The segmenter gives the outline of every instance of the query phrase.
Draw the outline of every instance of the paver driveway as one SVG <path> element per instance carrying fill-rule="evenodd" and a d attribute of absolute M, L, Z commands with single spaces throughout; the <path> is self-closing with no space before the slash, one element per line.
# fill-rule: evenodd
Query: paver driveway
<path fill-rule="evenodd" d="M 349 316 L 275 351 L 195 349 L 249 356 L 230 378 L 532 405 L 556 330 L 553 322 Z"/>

■ ■ ■ ■ ■ ■ ■

[What you need to do]: Recast every line of the records above as a Markdown table with the columns "Row" and "Record text", numbering the rows and leaving out blank lines.

[Answer to the exercise]:
| Row | Record text |
|---|---|
| 1 | The segmenter gives the outline of every instance of the query phrase. |
| 2 | Draw the outline of every instance of the paver driveway as one SVG <path> element per instance carrying fill-rule="evenodd" and a d attribute of absolute M, L, Z commands with single spaces throughout; the <path> is self-closing with no space before the slash, one element per line. |
| 3 | # fill-rule: evenodd |
| 4 | Query: paver driveway |
| 5 | <path fill-rule="evenodd" d="M 349 316 L 275 351 L 195 349 L 249 356 L 230 378 L 532 405 L 556 330 L 553 322 Z"/> |